## WHAT TO DO
Copy each of the records below word for word, keeping them in the order they appear.

## DATASET CONTENT
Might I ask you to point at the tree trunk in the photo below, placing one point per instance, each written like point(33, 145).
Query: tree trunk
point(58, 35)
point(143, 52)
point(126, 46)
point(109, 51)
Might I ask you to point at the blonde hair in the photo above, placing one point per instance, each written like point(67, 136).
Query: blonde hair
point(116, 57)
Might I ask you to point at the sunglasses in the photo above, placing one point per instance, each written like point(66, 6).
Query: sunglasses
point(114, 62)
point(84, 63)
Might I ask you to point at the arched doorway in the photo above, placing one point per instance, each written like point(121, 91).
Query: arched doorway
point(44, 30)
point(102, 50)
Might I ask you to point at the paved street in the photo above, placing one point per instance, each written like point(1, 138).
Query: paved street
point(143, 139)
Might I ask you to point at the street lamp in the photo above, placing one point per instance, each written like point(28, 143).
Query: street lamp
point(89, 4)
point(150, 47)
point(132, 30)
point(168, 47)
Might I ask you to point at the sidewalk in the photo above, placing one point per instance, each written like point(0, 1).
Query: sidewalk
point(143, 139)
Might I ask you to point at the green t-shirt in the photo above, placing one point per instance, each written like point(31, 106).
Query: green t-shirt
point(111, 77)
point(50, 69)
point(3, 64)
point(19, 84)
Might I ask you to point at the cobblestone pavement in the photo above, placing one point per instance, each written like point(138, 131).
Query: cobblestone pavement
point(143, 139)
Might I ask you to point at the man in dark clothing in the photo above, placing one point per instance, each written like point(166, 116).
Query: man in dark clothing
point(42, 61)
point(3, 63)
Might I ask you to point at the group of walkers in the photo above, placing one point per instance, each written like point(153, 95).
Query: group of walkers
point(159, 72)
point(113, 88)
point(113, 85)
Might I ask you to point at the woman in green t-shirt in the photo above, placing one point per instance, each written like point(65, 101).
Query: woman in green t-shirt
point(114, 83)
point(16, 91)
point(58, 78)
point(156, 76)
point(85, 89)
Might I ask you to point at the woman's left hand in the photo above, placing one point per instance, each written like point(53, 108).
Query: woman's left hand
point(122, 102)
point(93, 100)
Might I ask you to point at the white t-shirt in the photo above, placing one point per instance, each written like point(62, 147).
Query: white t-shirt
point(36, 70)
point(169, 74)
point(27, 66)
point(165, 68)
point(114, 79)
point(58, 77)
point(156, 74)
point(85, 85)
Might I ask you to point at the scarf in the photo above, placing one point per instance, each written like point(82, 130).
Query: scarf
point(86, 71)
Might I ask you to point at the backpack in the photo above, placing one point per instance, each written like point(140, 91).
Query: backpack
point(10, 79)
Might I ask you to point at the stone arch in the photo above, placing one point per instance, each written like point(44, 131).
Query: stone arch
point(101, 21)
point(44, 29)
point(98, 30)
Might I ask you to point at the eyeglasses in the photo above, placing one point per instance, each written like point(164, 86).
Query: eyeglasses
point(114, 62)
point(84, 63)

## RESPONSE TO THE EXERCISE
Might I ask you to point at the tree trunk in the photo below, placing one point per instance, each written like point(33, 145).
Query: tree trunk
point(58, 35)
point(143, 52)
point(126, 46)
point(109, 51)
Might I ask you to point at the blonde hair in the photo above, placing one point per instance, each written like point(67, 136).
Query: blonde hair
point(116, 57)
Might I ask you to point at the sunglasses in the photo above, placing one point per instance, each written like point(66, 6).
Query: sunglasses
point(114, 62)
point(84, 63)
Might I ask you to point at the arched doorway in the photo above, placing one point per instance, each written like point(121, 91).
Query: arched doorway
point(44, 30)
point(102, 50)
Might I ask you to point at the paved street in the photo above, placing one point per instance, each written like point(1, 138).
Query: paved street
point(143, 139)
Might I ask you to point at the street lamp in the photo above, placing one point per instance, each written like point(28, 143).
Query: street lamp
point(89, 4)
point(150, 47)
point(132, 30)
point(168, 47)
Might I ask you to point at the sidewalk in the photo above, placing one point per instance, each written like point(0, 1).
Query: sidewalk
point(143, 139)
Might I ask you to point at the green t-shirt in the photo above, placing one point per instance, each written like point(31, 106).
Query: green t-shirt
point(111, 77)
point(50, 69)
point(3, 64)
point(19, 84)
Might I ask you to point at the cobblestone pavement in the photo above, placing one point per instance, each written like point(138, 131).
Query: cobblestone pavement
point(143, 139)
Might I ask you to point at the man in dark clothing in the photo above, placing one point per instance, each written like point(166, 116).
Query: man in dark clothing
point(42, 61)
point(3, 63)
Might I ask you to point at the group of walkers in the photo above, placing one point per instance, each written like point(153, 95).
Query: group of walkers
point(159, 72)
point(113, 88)
point(113, 85)
Might I ask you to point at the woman in green t-shirt in the photo above, placing one point per instance, each written like point(65, 101).
Query: woman in green t-shirt
point(114, 83)
point(16, 91)
point(58, 78)
point(156, 76)
point(85, 89)
Might I ask you to point at the woman's left hand in the photo above, placing one point per instance, each written like point(53, 108).
Query: woman's left hand
point(122, 102)
point(93, 100)
Might I ask you to point at the white t-shirt in the photo above, placing one point per instance, each written like point(62, 147).
Query: white t-shirt
point(36, 70)
point(169, 74)
point(27, 66)
point(165, 68)
point(114, 79)
point(58, 77)
point(156, 74)
point(85, 85)
Might I ask you to point at the scarf in the photo above, placing one point per instance, each written like point(82, 130).
Query: scarf
point(86, 71)
Might I ask you to point at the backpack in the photo above, placing one point per instance, each written like point(140, 91).
Query: backpack
point(10, 79)
Might I ask you to point at the stone arch in the photo above, placing one point per instance, each written like point(44, 131).
Query: stone arch
point(101, 21)
point(44, 29)
point(98, 30)
Might I ask you to point at the eyeglasses in the photo above, placing one point per instance, each written like point(164, 86).
Query: eyeglasses
point(114, 62)
point(84, 63)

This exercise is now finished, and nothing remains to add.